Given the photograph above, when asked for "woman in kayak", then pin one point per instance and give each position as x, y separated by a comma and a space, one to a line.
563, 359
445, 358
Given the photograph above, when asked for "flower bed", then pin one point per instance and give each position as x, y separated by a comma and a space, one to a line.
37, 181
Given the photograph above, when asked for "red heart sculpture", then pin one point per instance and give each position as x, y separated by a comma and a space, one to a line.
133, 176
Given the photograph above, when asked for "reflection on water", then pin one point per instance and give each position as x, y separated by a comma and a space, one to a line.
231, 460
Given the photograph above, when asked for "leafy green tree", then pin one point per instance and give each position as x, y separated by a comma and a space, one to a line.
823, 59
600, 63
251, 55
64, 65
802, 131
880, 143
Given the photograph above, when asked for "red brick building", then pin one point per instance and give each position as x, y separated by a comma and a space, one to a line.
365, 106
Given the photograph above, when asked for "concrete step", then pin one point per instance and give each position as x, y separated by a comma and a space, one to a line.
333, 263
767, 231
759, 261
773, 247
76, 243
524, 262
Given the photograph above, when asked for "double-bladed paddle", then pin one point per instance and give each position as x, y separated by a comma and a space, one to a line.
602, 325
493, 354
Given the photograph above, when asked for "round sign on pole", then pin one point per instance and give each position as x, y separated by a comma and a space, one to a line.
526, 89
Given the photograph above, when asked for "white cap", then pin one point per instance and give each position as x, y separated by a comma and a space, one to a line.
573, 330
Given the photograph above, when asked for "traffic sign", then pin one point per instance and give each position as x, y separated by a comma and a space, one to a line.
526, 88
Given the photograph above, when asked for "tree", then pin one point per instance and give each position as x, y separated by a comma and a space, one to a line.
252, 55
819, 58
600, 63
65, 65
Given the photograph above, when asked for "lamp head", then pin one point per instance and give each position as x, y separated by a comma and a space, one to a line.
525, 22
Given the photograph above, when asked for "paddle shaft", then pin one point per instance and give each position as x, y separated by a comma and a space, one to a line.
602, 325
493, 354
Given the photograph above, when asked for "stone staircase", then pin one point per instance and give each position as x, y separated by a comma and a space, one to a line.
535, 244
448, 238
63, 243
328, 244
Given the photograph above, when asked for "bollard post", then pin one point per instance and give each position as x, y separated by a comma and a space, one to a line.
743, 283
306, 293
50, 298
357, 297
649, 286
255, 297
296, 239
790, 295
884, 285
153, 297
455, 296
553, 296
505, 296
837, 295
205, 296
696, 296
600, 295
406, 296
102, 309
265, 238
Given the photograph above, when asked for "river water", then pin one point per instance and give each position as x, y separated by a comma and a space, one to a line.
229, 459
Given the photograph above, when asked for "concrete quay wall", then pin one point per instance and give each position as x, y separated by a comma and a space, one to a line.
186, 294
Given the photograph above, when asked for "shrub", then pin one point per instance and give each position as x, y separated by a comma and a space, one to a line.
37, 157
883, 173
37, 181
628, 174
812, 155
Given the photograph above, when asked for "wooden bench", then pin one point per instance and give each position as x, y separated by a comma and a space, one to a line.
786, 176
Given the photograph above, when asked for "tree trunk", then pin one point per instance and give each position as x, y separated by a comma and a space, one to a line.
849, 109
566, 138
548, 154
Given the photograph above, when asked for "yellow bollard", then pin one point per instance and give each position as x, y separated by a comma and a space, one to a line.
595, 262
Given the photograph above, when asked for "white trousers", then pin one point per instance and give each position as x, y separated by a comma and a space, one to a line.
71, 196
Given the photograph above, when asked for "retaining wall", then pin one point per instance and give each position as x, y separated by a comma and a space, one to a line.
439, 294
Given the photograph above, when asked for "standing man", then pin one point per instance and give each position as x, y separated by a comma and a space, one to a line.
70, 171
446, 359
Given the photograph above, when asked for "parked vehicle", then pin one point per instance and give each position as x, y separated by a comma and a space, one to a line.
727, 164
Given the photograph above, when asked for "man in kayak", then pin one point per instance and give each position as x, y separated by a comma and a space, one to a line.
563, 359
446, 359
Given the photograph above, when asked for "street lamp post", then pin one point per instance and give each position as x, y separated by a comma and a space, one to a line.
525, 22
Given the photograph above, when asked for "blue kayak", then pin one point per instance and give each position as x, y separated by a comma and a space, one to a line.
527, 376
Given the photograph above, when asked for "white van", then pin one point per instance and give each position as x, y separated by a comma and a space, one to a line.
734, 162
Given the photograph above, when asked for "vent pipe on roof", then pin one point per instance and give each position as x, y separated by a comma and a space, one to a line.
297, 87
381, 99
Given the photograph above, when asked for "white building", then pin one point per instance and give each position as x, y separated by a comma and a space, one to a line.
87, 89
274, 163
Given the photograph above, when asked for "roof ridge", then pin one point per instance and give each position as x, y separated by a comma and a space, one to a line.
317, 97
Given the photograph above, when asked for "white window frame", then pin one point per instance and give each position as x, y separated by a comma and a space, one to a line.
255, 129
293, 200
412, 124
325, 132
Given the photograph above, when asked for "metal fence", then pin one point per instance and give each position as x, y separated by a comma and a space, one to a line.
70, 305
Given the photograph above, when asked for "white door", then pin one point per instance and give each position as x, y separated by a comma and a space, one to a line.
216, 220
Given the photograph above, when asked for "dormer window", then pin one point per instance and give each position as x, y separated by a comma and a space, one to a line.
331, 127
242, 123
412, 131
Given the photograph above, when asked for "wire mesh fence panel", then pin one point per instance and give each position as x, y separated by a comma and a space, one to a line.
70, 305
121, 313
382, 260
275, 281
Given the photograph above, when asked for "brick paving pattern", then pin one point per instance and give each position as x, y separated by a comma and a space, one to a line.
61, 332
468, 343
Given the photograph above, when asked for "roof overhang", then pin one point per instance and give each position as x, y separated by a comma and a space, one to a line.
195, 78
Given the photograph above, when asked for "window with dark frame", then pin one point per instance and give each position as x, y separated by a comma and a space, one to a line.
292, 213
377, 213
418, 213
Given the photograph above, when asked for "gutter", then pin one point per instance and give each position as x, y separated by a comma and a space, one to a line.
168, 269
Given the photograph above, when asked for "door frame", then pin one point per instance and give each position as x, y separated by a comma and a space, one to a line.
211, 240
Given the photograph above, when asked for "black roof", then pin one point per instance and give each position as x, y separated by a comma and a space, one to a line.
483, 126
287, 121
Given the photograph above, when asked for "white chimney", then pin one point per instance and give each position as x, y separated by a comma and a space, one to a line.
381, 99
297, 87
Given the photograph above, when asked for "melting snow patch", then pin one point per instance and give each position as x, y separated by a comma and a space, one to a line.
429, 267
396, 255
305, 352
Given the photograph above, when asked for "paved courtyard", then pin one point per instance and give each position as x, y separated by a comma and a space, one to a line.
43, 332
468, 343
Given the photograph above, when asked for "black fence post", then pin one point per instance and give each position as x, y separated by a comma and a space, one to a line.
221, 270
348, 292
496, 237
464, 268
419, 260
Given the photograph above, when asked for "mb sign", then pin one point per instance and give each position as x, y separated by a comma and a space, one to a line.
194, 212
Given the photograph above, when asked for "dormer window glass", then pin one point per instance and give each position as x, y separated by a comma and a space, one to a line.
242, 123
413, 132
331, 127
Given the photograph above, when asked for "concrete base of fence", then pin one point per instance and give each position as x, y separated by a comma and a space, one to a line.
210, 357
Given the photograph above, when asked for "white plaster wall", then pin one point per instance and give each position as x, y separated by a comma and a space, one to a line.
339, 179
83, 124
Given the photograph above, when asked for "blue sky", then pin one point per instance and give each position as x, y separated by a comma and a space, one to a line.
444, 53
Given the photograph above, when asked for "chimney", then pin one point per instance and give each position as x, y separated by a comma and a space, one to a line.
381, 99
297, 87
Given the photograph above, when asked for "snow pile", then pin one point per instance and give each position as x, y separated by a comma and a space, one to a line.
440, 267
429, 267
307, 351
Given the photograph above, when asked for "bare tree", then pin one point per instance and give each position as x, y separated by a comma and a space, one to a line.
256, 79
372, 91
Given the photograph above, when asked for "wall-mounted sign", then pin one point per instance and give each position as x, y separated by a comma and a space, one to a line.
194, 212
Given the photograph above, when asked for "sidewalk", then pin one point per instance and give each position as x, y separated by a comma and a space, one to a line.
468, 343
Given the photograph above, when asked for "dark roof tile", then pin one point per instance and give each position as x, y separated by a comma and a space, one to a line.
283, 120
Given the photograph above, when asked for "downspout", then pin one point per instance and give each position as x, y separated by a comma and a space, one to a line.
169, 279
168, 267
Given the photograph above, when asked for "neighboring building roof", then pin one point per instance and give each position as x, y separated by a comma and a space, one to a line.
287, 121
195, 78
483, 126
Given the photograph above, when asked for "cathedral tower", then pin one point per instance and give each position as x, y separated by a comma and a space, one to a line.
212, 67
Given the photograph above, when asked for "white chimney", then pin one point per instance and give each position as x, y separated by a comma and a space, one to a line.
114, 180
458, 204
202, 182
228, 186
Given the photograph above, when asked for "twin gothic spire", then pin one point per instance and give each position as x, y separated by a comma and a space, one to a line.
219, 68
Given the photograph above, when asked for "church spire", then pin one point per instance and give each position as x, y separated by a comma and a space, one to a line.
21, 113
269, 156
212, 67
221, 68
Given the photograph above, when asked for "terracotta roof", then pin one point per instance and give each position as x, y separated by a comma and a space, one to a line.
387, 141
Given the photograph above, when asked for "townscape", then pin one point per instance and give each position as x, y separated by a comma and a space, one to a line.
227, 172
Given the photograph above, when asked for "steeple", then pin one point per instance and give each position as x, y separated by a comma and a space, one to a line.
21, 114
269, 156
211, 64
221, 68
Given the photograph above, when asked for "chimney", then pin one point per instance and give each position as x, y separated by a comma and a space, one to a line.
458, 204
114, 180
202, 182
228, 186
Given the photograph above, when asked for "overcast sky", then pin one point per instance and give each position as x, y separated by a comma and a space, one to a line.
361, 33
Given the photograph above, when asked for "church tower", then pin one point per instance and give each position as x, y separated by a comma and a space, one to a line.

» **PROBLEM STATEMENT**:
Count the lines of the entries above that contain the word "blue" and give only that number.

» **PROBLEM SOLUTION**:
2